[[ Supplied material, beginning ]]

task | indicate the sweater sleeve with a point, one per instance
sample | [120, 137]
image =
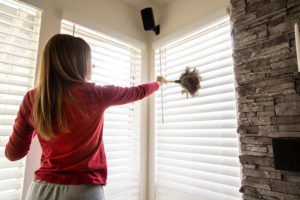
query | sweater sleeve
[21, 137]
[114, 95]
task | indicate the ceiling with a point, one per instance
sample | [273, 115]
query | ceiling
[140, 4]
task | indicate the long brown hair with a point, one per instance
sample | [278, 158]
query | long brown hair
[65, 60]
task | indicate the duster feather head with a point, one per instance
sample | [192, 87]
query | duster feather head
[190, 81]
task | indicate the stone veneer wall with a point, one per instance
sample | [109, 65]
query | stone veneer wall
[268, 106]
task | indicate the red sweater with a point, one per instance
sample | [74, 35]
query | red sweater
[77, 157]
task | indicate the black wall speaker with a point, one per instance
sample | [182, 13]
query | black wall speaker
[286, 153]
[148, 21]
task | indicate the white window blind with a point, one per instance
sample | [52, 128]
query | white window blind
[196, 148]
[116, 64]
[19, 36]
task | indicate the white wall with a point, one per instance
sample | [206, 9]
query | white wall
[180, 13]
[116, 18]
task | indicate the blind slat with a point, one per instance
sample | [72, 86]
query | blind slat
[196, 145]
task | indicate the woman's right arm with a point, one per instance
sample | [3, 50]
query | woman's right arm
[114, 95]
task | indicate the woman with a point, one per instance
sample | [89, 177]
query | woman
[66, 113]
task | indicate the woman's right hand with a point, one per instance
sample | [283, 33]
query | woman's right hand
[161, 80]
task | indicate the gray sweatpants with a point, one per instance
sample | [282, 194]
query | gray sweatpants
[41, 190]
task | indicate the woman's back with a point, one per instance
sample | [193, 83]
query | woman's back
[76, 157]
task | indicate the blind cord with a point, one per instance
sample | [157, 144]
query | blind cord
[161, 91]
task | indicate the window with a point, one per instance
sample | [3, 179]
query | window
[196, 148]
[117, 64]
[19, 36]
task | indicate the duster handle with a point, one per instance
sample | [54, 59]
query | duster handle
[176, 81]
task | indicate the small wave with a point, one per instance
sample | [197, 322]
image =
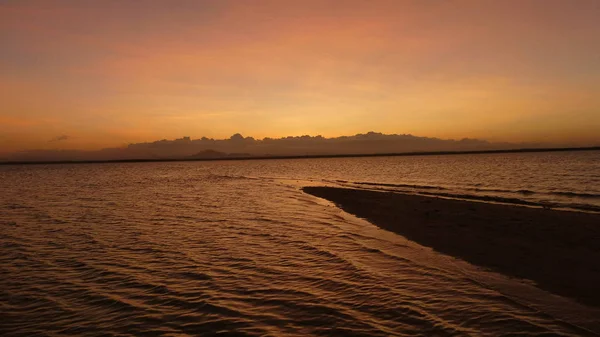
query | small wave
[425, 187]
[577, 195]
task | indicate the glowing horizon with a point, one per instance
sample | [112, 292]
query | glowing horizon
[107, 73]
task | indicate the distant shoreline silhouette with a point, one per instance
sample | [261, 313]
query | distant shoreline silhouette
[244, 156]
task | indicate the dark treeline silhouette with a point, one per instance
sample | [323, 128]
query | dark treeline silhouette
[238, 146]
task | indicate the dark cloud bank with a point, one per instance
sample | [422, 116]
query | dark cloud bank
[239, 146]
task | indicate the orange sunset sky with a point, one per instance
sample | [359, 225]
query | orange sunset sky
[106, 73]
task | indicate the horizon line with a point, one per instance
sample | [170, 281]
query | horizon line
[323, 156]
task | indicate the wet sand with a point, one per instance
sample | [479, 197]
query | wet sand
[558, 250]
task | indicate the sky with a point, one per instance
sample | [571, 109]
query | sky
[86, 74]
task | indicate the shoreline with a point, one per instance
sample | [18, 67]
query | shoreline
[556, 249]
[316, 156]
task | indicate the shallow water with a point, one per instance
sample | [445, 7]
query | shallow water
[228, 247]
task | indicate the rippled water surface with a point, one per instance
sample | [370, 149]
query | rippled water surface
[203, 248]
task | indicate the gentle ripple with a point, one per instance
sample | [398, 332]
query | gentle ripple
[179, 249]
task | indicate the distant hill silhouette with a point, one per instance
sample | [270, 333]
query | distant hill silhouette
[240, 146]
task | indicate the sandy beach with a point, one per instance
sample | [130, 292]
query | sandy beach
[558, 250]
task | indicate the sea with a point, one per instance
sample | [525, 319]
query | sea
[235, 248]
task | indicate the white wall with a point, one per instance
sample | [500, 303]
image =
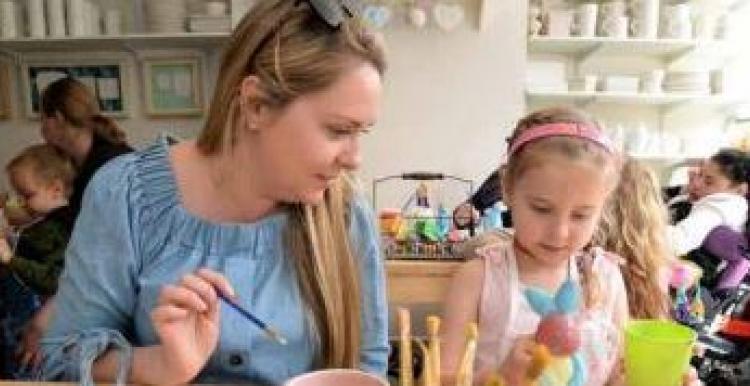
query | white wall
[448, 98]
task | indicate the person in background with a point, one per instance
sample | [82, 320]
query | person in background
[260, 208]
[73, 123]
[29, 269]
[680, 199]
[720, 201]
[486, 196]
[633, 228]
[559, 174]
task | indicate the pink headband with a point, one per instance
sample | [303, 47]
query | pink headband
[561, 129]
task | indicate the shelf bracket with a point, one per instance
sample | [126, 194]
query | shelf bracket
[680, 56]
[12, 56]
[130, 49]
[588, 53]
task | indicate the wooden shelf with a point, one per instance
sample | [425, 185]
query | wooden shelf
[666, 157]
[581, 47]
[627, 98]
[110, 43]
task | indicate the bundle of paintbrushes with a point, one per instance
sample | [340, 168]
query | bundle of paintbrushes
[431, 353]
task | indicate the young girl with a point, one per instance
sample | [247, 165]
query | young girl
[632, 227]
[560, 171]
[43, 177]
[721, 201]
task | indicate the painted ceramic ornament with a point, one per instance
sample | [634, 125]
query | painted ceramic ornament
[560, 334]
[377, 16]
[448, 16]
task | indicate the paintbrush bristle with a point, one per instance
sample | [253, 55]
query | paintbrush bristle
[275, 335]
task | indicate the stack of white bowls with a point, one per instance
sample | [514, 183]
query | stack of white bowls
[165, 16]
[691, 82]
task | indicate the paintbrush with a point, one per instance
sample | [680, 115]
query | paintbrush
[270, 331]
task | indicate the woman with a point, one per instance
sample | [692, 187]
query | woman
[259, 207]
[72, 122]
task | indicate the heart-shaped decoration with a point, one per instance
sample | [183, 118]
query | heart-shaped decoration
[417, 17]
[448, 16]
[377, 16]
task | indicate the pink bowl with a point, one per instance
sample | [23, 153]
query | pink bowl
[336, 377]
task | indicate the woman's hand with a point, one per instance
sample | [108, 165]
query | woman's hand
[186, 320]
[519, 359]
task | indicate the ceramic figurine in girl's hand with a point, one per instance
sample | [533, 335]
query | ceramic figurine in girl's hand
[558, 335]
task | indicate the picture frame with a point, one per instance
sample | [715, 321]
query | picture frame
[173, 87]
[5, 84]
[107, 77]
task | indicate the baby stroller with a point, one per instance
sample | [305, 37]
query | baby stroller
[725, 334]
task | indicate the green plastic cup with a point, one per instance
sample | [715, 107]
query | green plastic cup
[657, 353]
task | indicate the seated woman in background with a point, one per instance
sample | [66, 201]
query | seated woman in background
[721, 201]
[29, 268]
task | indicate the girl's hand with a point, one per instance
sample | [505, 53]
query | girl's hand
[186, 320]
[519, 359]
[6, 254]
[29, 353]
[691, 378]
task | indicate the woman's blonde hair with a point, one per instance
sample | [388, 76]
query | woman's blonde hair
[293, 52]
[538, 152]
[76, 104]
[46, 164]
[634, 226]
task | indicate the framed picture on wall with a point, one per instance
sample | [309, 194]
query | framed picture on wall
[5, 107]
[107, 79]
[173, 86]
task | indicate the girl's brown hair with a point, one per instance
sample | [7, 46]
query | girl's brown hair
[634, 226]
[46, 164]
[293, 52]
[538, 151]
[76, 104]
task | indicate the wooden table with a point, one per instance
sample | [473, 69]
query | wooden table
[421, 282]
[420, 286]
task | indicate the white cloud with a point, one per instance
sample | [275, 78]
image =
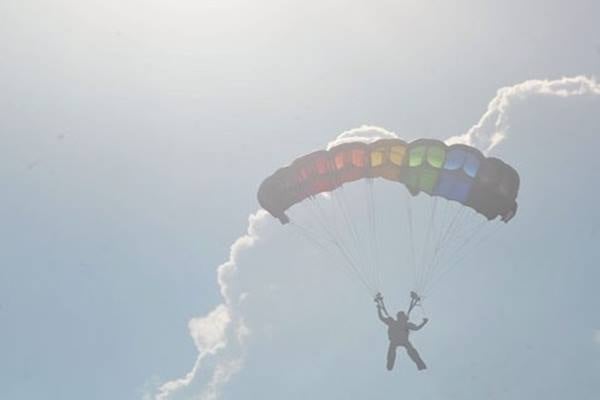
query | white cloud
[257, 298]
[493, 125]
[364, 133]
[222, 326]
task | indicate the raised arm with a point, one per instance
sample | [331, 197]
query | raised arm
[414, 327]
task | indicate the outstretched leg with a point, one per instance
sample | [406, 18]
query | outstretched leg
[414, 355]
[391, 357]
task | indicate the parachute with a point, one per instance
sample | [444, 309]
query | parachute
[458, 175]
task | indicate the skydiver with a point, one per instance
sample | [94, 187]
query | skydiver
[398, 331]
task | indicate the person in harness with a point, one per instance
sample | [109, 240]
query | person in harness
[399, 329]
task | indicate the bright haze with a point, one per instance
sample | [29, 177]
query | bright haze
[136, 263]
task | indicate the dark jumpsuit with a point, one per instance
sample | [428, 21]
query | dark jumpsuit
[398, 334]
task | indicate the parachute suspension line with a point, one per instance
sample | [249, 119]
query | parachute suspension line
[373, 243]
[341, 199]
[409, 214]
[438, 234]
[331, 237]
[375, 236]
[482, 239]
[421, 265]
[339, 242]
[445, 234]
[467, 237]
[348, 268]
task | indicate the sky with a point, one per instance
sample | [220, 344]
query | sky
[135, 261]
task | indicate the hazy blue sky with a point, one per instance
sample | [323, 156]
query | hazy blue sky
[133, 137]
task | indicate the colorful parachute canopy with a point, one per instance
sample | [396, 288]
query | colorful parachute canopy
[458, 172]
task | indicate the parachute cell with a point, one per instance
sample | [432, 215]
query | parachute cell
[458, 173]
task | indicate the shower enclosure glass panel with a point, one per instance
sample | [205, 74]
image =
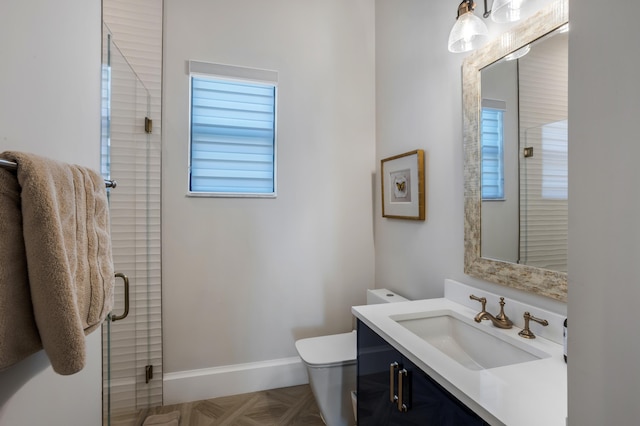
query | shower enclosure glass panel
[132, 347]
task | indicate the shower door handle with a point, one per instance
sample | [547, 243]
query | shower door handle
[126, 298]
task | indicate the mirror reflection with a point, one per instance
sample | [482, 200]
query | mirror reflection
[524, 155]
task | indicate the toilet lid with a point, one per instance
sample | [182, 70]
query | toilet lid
[336, 349]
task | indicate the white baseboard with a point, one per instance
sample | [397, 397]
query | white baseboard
[207, 383]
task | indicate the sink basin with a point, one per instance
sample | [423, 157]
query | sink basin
[474, 346]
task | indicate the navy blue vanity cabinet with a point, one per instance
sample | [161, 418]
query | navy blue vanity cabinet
[394, 391]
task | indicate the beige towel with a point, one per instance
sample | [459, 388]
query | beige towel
[167, 419]
[68, 249]
[19, 336]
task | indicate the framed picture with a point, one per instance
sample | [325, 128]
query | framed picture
[403, 188]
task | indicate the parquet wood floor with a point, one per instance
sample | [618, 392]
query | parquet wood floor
[291, 406]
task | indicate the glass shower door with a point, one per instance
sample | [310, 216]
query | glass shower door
[132, 346]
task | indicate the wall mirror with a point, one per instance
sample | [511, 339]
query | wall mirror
[515, 138]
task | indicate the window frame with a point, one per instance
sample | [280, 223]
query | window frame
[241, 75]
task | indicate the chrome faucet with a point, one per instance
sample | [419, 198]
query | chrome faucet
[500, 320]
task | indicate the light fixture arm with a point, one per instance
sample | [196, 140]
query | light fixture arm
[465, 7]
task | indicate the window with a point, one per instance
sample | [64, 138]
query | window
[492, 140]
[233, 131]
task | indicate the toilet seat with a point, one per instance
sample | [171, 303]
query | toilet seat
[328, 351]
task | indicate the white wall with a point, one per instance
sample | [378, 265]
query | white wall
[50, 105]
[419, 105]
[604, 207]
[244, 278]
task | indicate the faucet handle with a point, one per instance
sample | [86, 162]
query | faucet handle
[502, 316]
[525, 332]
[482, 300]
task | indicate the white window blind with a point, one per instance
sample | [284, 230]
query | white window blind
[492, 129]
[233, 131]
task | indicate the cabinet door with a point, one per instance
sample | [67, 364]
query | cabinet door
[426, 402]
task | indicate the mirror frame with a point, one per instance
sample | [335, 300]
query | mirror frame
[540, 281]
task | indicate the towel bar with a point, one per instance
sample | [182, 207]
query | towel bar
[10, 165]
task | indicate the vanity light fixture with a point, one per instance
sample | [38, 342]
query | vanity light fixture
[469, 32]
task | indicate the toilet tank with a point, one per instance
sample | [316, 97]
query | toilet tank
[382, 295]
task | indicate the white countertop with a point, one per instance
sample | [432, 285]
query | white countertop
[530, 393]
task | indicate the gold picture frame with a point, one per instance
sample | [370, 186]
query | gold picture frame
[403, 187]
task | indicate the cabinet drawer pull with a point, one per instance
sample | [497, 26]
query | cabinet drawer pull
[404, 400]
[392, 378]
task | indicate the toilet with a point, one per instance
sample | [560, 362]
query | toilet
[331, 366]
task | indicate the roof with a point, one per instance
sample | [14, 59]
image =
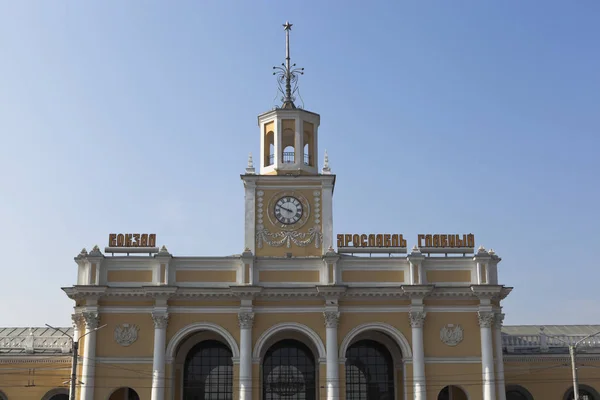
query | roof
[551, 330]
[35, 341]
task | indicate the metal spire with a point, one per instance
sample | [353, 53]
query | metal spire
[287, 75]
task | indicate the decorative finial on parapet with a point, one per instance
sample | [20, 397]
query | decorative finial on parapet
[326, 170]
[163, 251]
[96, 252]
[82, 254]
[250, 168]
[287, 75]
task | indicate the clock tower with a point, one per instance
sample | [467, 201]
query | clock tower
[288, 204]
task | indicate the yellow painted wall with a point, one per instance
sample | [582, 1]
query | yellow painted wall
[142, 347]
[111, 377]
[551, 380]
[271, 225]
[373, 276]
[288, 276]
[128, 276]
[205, 276]
[466, 376]
[435, 321]
[448, 276]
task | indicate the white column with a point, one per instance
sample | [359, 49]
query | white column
[77, 320]
[89, 355]
[246, 321]
[486, 321]
[417, 320]
[499, 319]
[299, 144]
[158, 362]
[333, 374]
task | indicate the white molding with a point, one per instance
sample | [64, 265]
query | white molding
[205, 284]
[203, 310]
[277, 310]
[288, 309]
[127, 267]
[450, 360]
[124, 360]
[125, 310]
[208, 267]
[130, 284]
[289, 326]
[183, 333]
[378, 284]
[288, 284]
[367, 269]
[394, 333]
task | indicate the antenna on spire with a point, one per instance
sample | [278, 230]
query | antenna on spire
[287, 75]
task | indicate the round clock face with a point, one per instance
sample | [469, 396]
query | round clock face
[288, 210]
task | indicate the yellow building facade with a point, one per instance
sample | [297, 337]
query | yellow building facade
[302, 313]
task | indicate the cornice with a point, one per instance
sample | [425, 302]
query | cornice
[20, 359]
[549, 357]
[317, 291]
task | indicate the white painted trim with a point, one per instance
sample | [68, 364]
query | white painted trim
[450, 360]
[367, 268]
[148, 266]
[289, 326]
[124, 360]
[203, 310]
[275, 310]
[183, 333]
[130, 284]
[394, 333]
[378, 284]
[290, 266]
[208, 267]
[125, 310]
[288, 284]
[205, 284]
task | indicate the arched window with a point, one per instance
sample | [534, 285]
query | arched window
[208, 372]
[516, 392]
[369, 372]
[289, 372]
[585, 393]
[124, 393]
[57, 394]
[452, 392]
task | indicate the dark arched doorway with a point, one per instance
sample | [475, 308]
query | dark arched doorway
[208, 372]
[517, 392]
[585, 393]
[124, 393]
[452, 392]
[369, 371]
[289, 372]
[57, 394]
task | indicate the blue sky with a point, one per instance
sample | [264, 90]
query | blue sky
[462, 116]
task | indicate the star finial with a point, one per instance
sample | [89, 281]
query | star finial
[287, 73]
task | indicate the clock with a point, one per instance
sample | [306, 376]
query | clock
[288, 210]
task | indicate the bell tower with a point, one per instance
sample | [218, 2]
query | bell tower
[288, 143]
[288, 204]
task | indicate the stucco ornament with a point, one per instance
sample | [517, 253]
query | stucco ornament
[451, 334]
[126, 334]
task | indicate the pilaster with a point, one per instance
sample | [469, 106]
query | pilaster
[88, 372]
[486, 322]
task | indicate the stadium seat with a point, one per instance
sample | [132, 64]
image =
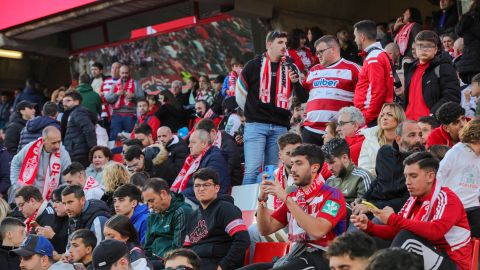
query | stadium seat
[248, 217]
[245, 196]
[476, 251]
[267, 251]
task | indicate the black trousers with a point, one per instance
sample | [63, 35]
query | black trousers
[433, 259]
[306, 261]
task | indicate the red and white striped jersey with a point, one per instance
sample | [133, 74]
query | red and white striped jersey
[330, 89]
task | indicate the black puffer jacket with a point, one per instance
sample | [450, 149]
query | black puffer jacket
[12, 132]
[436, 90]
[469, 29]
[80, 135]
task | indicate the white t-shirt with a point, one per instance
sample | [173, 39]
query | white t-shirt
[460, 171]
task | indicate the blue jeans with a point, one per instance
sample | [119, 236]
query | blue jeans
[121, 123]
[260, 146]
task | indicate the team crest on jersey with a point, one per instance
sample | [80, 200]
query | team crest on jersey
[325, 82]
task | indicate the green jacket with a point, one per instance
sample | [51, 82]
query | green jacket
[91, 100]
[167, 231]
[354, 185]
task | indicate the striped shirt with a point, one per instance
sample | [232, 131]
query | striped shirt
[331, 88]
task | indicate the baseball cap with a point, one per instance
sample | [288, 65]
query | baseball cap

[[ Supplied material, end ]]

### What the task asks
Both the first line of the records above and the line containing "sample | [278, 158]" belong in the copy; please return them and every line between, exactly, minus the pictures.

### Result
task | indicate the sweater sleeve with a point, one per instance
sample | [120, 137]
image =
query | sweater sleeve
[21, 137]
[114, 95]
task | indicate the ceiling with a point, one per instance
sample | [273, 115]
query | ceiling
[140, 4]
task | indicate the long brown hair with a point, one per instance
sample | [278, 158]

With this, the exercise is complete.